◆ CONSIGNE: Prolongez le texte sur les confinements courts et doux en reprenant juste après sa dernière phrase.

◆ EXTRAIT DU DOCUMENT:
2: Des confinements courts et doux

Le premier confinement au printemps 2020, où toutes les activités économiques étaient interdites lorsque la distance ne pouvait pas être garantie, était assez drastique. “En pratique, cela équivalait à la mise à l’arrêt de l’économie entière, à l’exception des activités essentielles. C’était une mesure très efficace pour casser la courbe d’infection, mais coûteuse économiquement. Or il s’avère avec le recul que des confinements plus doux préservent tout autant le système de santé pour un coût économique bien inférieur.

“Un confinement efficace consiste en du télétravail obligatoire (lorsque c’est possible), une fermeture de courte durée des écoles pendant deux semaines et la fermeture d’un nombre limité de secteurs, tels que l’horeca, le secteur des loisirs et des événements. Dans ce scénario de confinement doux, la baisse maximale du PIB aurait été de seulement 15 % au deuxième trimestre 2020, contre 24 % avec un confinement strict. Et dans les deux cas, un effet pratiquement similaire sur la courbe d’infection”, déclare Tijs Alleman.

◆ DONNÉES EXTRAITES:
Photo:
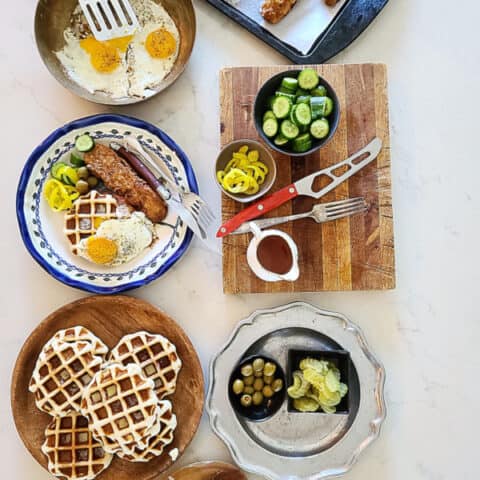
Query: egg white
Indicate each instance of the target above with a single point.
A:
(132, 236)
(77, 64)
(146, 72)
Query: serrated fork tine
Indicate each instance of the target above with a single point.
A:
(348, 212)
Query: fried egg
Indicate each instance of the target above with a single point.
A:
(128, 66)
(118, 241)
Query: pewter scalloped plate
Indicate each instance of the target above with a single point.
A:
(295, 445)
(42, 229)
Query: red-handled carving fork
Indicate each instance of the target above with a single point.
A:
(304, 187)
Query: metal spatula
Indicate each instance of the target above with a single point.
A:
(109, 19)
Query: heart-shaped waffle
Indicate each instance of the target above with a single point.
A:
(61, 373)
(122, 408)
(72, 451)
(156, 356)
(156, 443)
(80, 333)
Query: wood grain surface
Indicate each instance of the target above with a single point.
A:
(110, 318)
(207, 471)
(355, 253)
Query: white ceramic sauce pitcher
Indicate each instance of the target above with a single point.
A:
(254, 263)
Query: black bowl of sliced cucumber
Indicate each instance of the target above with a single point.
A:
(296, 112)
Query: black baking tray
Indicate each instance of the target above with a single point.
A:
(350, 22)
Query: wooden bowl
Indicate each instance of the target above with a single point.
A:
(110, 318)
(207, 471)
(53, 16)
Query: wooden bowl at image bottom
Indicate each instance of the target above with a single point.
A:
(207, 471)
(110, 318)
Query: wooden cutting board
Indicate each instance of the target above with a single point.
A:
(355, 253)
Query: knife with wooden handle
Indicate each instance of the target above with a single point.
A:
(353, 164)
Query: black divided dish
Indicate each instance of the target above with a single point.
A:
(340, 358)
(268, 89)
(263, 411)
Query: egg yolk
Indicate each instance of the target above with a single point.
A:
(104, 56)
(101, 250)
(161, 44)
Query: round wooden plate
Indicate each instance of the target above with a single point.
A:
(208, 471)
(110, 318)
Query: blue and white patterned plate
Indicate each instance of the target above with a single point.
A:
(42, 229)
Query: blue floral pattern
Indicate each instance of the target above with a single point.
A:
(37, 170)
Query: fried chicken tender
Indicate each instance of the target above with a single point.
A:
(274, 10)
(119, 177)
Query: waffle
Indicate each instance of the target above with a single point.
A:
(61, 373)
(86, 215)
(122, 408)
(72, 451)
(79, 333)
(156, 443)
(156, 356)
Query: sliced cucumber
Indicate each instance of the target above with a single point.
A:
(289, 130)
(281, 106)
(290, 96)
(304, 99)
(308, 79)
(328, 106)
(320, 91)
(84, 143)
(270, 127)
(280, 140)
(302, 114)
(290, 84)
(268, 114)
(302, 143)
(318, 105)
(301, 92)
(320, 128)
(57, 170)
(76, 160)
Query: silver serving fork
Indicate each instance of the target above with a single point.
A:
(109, 19)
(188, 205)
(321, 213)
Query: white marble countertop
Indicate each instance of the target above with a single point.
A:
(425, 332)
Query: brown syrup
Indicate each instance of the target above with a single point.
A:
(274, 255)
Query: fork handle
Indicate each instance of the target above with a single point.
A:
(270, 222)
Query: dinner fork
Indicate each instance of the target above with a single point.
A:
(188, 205)
(321, 213)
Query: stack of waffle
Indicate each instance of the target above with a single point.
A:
(102, 407)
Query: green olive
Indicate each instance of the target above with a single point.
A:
(83, 173)
(82, 187)
(258, 364)
(269, 369)
(267, 391)
(258, 384)
(246, 400)
(247, 370)
(238, 386)
(277, 385)
(257, 398)
(92, 181)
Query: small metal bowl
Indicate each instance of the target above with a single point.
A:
(261, 106)
(265, 156)
(265, 410)
(52, 17)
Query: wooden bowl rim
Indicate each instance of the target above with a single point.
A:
(30, 344)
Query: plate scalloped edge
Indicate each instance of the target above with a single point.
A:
(375, 423)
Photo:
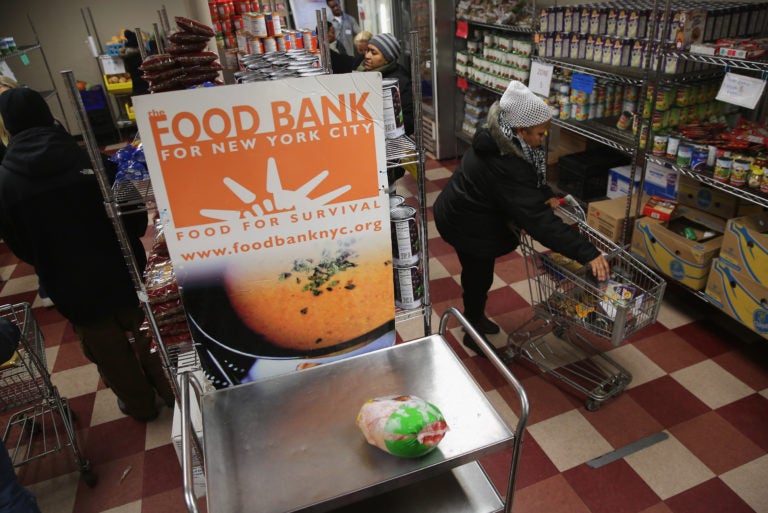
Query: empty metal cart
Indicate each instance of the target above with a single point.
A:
(41, 422)
(570, 304)
(290, 442)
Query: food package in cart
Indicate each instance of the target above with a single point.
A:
(403, 425)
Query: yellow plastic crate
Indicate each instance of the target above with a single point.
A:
(121, 88)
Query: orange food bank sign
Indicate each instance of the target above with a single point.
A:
(273, 199)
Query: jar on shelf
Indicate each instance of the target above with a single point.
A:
(756, 175)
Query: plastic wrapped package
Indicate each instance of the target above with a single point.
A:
(404, 425)
(161, 282)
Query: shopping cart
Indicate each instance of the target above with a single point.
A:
(569, 303)
(40, 421)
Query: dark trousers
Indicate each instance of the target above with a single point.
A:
(476, 281)
(130, 370)
(13, 497)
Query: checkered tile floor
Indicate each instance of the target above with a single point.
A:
(699, 378)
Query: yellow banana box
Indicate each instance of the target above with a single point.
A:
(739, 296)
(685, 260)
(745, 246)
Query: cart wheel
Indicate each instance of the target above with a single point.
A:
(592, 405)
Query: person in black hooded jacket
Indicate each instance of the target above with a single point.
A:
(500, 186)
(52, 216)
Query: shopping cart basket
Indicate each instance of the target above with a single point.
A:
(40, 421)
(572, 305)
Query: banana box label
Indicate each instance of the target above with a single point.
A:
(738, 296)
(745, 245)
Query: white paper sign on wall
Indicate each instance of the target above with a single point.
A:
(541, 78)
(740, 90)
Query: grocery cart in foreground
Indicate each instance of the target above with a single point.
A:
(40, 421)
(570, 307)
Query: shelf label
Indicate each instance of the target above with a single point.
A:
(740, 90)
(462, 29)
(583, 82)
(541, 78)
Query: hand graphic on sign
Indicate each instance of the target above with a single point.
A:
(282, 199)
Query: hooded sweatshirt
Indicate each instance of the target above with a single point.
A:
(53, 216)
(494, 193)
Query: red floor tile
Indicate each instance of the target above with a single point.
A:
(171, 501)
(119, 483)
(162, 471)
(750, 416)
(711, 496)
(116, 439)
(547, 399)
(669, 351)
(623, 421)
(69, 356)
(613, 488)
(667, 401)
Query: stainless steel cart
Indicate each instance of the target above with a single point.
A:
(41, 422)
(290, 442)
(570, 304)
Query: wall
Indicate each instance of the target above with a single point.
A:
(62, 33)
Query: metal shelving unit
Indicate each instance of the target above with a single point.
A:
(22, 51)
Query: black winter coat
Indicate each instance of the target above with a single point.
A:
(494, 187)
(52, 216)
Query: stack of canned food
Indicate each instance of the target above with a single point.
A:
(493, 59)
(277, 65)
(408, 274)
(7, 45)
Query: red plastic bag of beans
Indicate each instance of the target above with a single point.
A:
(189, 25)
(158, 62)
(177, 50)
(185, 38)
(196, 58)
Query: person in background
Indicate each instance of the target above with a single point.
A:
(382, 55)
(52, 216)
(132, 60)
(500, 187)
(361, 45)
(5, 84)
(345, 25)
(340, 62)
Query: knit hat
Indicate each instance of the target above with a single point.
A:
(519, 107)
(24, 108)
(387, 45)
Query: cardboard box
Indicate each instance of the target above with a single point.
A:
(660, 181)
(618, 181)
(659, 208)
(737, 295)
(745, 246)
(607, 216)
(684, 260)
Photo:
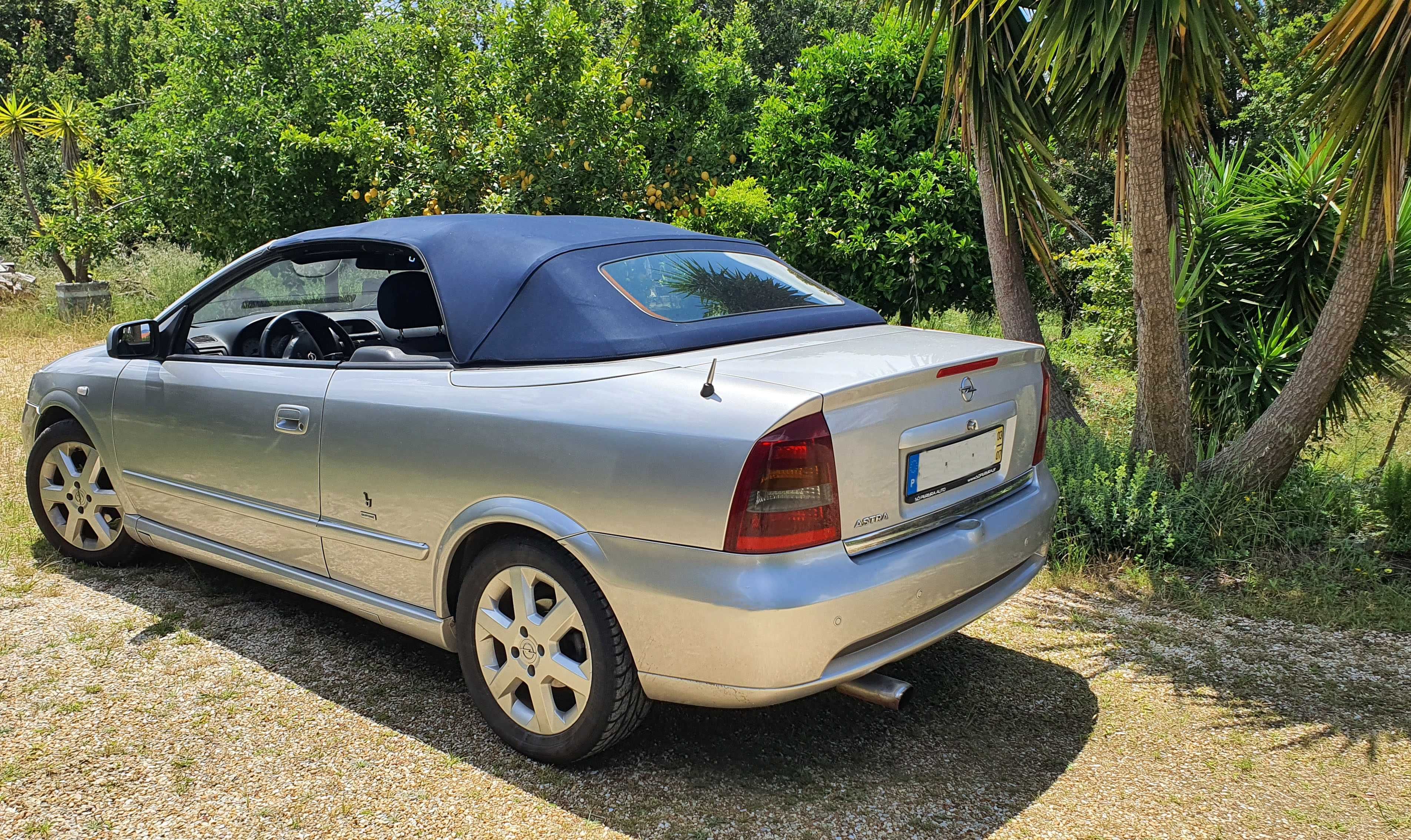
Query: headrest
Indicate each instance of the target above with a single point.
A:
(406, 301)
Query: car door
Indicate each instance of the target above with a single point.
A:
(226, 450)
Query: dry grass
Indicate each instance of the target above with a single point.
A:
(174, 701)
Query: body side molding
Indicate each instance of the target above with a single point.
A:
(391, 613)
(308, 523)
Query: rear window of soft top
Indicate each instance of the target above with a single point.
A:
(696, 286)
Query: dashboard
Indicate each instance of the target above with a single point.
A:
(240, 337)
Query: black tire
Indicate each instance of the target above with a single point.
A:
(122, 551)
(616, 702)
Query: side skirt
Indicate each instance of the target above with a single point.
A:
(398, 616)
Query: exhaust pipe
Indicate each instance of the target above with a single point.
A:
(880, 690)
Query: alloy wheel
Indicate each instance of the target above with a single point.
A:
(534, 650)
(78, 496)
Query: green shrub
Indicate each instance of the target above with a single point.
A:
(1395, 497)
(738, 210)
(1118, 503)
(1107, 284)
(1268, 229)
(863, 198)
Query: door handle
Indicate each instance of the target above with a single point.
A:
(291, 420)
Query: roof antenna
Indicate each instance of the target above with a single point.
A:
(709, 389)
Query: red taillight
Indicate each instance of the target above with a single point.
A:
(965, 367)
(788, 493)
(1043, 420)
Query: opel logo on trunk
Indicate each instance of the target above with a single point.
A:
(967, 390)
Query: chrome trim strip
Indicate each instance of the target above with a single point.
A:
(936, 519)
(403, 548)
(675, 690)
(327, 529)
(396, 615)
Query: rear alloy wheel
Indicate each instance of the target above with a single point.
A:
(73, 497)
(544, 656)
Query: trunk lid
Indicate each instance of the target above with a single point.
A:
(908, 441)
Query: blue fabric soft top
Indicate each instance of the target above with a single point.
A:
(523, 290)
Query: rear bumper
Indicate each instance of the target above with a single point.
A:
(714, 629)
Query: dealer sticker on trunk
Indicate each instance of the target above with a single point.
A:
(949, 466)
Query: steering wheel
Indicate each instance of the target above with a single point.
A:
(311, 335)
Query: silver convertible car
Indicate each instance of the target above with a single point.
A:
(604, 461)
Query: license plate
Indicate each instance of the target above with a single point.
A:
(949, 466)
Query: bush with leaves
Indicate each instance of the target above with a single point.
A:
(1105, 283)
(211, 154)
(1120, 503)
(743, 210)
(1393, 499)
(1266, 231)
(861, 200)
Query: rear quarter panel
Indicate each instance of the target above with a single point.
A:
(640, 455)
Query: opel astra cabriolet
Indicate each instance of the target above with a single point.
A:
(606, 462)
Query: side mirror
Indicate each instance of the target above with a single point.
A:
(136, 339)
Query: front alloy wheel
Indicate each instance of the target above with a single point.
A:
(542, 653)
(73, 497)
(78, 496)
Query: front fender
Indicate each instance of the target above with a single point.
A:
(60, 399)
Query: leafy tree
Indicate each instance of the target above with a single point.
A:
(863, 201)
(1142, 70)
(1269, 232)
(788, 27)
(1005, 127)
(741, 210)
(1277, 87)
(211, 151)
(1364, 84)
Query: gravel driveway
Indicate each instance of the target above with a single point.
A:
(177, 701)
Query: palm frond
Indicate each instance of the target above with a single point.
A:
(995, 108)
(1361, 82)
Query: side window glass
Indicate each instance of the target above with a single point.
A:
(328, 286)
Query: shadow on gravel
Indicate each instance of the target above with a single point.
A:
(988, 730)
(1348, 688)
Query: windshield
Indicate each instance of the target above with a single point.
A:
(328, 286)
(695, 286)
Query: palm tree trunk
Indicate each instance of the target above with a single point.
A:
(34, 212)
(1015, 306)
(1163, 414)
(1262, 457)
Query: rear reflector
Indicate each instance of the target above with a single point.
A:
(1043, 420)
(788, 495)
(965, 367)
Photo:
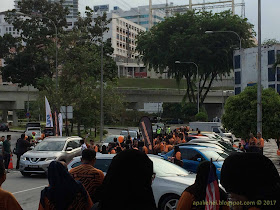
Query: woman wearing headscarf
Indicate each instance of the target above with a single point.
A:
(63, 193)
(127, 184)
(262, 185)
(194, 196)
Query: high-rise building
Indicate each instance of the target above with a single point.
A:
(140, 15)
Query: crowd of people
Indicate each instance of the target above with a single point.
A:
(128, 185)
(250, 181)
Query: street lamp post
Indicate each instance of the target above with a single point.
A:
(198, 88)
(56, 50)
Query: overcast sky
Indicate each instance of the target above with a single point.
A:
(270, 11)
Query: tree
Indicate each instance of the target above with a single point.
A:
(241, 113)
(183, 38)
(34, 54)
(270, 42)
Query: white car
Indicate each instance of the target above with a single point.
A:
(170, 182)
(30, 130)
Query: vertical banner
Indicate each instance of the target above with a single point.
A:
(56, 126)
(145, 127)
(60, 123)
(49, 119)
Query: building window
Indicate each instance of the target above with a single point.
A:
(271, 86)
(237, 90)
(271, 57)
(237, 78)
(237, 62)
(271, 75)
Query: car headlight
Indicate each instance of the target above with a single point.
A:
(50, 158)
(23, 158)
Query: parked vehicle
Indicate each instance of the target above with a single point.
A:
(171, 180)
(36, 130)
(109, 139)
(4, 127)
(38, 159)
(193, 155)
(33, 125)
(211, 127)
(175, 121)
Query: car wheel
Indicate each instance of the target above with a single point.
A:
(25, 174)
(170, 202)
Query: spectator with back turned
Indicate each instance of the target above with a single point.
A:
(196, 193)
(7, 152)
(262, 186)
(63, 191)
(7, 200)
(127, 185)
(90, 177)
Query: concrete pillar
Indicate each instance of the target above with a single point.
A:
(5, 115)
(15, 118)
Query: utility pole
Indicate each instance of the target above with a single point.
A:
(166, 9)
(150, 14)
(259, 98)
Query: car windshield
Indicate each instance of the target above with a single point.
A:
(163, 168)
(50, 146)
(215, 155)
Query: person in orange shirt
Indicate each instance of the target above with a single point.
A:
(260, 142)
(7, 200)
(177, 156)
(196, 193)
(199, 133)
(90, 177)
(63, 191)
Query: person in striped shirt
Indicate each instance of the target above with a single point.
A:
(89, 176)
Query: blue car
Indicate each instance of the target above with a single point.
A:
(193, 155)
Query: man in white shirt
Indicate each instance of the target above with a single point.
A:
(83, 145)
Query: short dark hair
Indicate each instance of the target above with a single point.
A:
(88, 154)
(2, 168)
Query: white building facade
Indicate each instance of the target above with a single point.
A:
(140, 15)
(246, 68)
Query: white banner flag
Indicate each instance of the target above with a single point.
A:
(49, 119)
(60, 123)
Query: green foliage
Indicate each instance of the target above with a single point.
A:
(201, 116)
(183, 38)
(178, 110)
(241, 113)
(270, 42)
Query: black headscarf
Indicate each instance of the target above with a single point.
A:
(252, 175)
(198, 189)
(127, 184)
(62, 187)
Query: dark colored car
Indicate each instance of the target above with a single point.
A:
(4, 127)
(175, 121)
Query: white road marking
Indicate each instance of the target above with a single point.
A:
(29, 189)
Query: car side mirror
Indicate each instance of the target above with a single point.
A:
(69, 149)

◆ RÉSULTAT:
Les décideurs doivent également tenir compte du comportement complexe de la population lors d’une pandémie. Ainsi, il est contre-productif de « maintenir les confinements plus longtemps que nécessaire”, déclare Tijs Alleman. “Un confinement trop long et trop sévère pour écraser complètement la courbe d’infection entraînera des frictions avec la population. Les gens veulent retrouver une vie normale et acceptent de moins en moins les mesures toujours en place. Ce qui fait que lorsque les mesures sont finalement assouplies, cela ravive rapidement la pandémie. Cela conduit même à un nouveau pic, plus élevé encore, du nombre d’hospitalisations.”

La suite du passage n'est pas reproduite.